— REQUIREMENT —
Output the data below in full, character for character.
── LISTING ──
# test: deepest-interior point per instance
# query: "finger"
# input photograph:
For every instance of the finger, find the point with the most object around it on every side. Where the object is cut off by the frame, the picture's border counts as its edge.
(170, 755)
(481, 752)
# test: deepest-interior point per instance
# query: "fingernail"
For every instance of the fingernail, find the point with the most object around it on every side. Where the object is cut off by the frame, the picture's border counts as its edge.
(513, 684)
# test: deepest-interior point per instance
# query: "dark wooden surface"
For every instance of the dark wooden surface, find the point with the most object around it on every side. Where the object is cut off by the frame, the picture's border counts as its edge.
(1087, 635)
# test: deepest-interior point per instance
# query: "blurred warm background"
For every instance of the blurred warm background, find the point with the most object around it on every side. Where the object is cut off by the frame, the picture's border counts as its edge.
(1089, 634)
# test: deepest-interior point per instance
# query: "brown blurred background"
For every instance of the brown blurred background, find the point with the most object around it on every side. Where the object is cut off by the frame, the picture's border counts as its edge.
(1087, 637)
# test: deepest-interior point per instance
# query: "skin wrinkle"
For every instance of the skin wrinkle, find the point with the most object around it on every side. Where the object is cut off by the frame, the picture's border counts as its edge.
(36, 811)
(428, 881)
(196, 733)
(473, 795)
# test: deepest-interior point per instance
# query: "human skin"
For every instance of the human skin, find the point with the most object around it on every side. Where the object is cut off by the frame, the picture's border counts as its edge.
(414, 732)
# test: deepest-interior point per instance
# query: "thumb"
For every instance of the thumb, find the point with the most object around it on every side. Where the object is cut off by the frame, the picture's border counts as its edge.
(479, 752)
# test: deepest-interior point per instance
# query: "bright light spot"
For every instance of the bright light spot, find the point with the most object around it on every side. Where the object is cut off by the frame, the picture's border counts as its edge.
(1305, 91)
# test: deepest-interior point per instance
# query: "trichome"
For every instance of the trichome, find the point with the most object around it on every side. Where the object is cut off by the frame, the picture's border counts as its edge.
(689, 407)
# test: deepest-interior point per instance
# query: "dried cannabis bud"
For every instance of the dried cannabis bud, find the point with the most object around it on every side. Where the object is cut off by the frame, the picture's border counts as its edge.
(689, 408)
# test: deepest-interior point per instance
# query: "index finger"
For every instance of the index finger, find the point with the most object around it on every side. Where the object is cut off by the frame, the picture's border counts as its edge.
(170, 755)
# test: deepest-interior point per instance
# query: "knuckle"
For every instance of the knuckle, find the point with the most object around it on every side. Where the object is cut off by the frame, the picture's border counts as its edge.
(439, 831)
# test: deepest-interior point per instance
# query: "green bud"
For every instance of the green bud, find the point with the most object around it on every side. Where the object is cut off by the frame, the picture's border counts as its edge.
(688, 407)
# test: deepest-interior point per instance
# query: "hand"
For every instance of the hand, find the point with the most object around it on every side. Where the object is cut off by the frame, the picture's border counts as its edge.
───
— WORKED SOLUTION —
# test: deepest-interior point per instance
# query: "finger"
# input photograph:
For every instance of the finger, find the point with the most object around it on every side. Where the object is cut off by the frame, the picture's border counts as its edge.
(170, 755)
(481, 752)
# test: deepest-interior point per instance
# query: "fingernail"
For every instance of the fingernail, find the point with the most object around it on every side. Where the object is cut off by the frame, the picture's border counts as its edge.
(513, 684)
# test: deepest-interior point per instance
# query: "dark wooden surface"
For every instance of the dark wooden surface, find the point with the most object around it on every side. Where the object is cut off by the frame, the picture's border counts as its edge.
(1087, 635)
# test: deepest-interior point per instance
# query: "blurred warm background"
For every instance of the blurred warm background, find the point with the most object around it on every side. Where the object is cut off by the frame, the picture's border counts as its edge.
(1089, 634)
# test: deepest-interior point per instance
# query: "brown blurred background"
For every instance of the brown blurred background, find the point with the most object around it on every side. Where the object is cut off by the frame, the picture's border counts as its edge.
(1087, 637)
# test: deepest-interior point per instance
# query: "skin wrinkle"
For every instance of the skin wrinkle, find the point with the most object around it on every side. Where the object is cut off by the frame, the picture's border counts as its edge.
(36, 811)
(428, 881)
(196, 733)
(473, 795)
# test: deepest-interior point per instance
# query: "human skin"
For every instance of the human skin, find the point with the most object around it on every side. Where the object is cut off by the frame, the picture's border counts as its edge.
(414, 732)
# test: deepest-interior point per instance
# query: "thumb"
For every instance of the thumb, find the point with the most object around it on every side. Where the object is cut off by the frame, the picture's border counts as its edge.
(479, 752)
# test: deepest-interior point per instance
# query: "bright light spot"
For every instance of the bright light spot, find the point with the most object around it on every side. Where the object is cut off by the frame, the picture's border counts as its edge.
(1305, 91)
# test: deepest-interior point per instance
# query: "trichome"
For every instance of the trichome, find the point with the most object around it on every side. Where the object is cut off by the frame, the picture's border counts as its edge.
(689, 407)
# test: deepest-interior point per instance
# query: "dried cannabis bud"
For every instance of the dried cannabis bud, find the point with the most object around it on every side. Where the object is cut off by the frame, the picture's border counts as its edge.
(689, 408)
# test: deepest-interior point per instance
# query: "index finger"
For every instance of the index finger, find the point with the most object around it on every side. Where the object is cut off by the frame, the picture's border counts as its edge.
(170, 755)
# test: deepest-interior point per instance
# query: "knuckle"
For every instance of the knuckle, find the point with the most object around it on every side. Where the object is cut off by the frame, the picture's border counts as its edge.
(439, 831)
# test: deepest-interior point per instance
# query: "green bud"
For every instance of the green bud, find the point with the most object around it on every side. Where the object is cut off by the frame, the picture's border counts as its edge.
(688, 407)
# test: deepest-interior point per instance
# query: "hand"
For every instance of the hand, find the point with the most object around it on every side. Where the object is cut off by the frame, the picture's border counts as its edge.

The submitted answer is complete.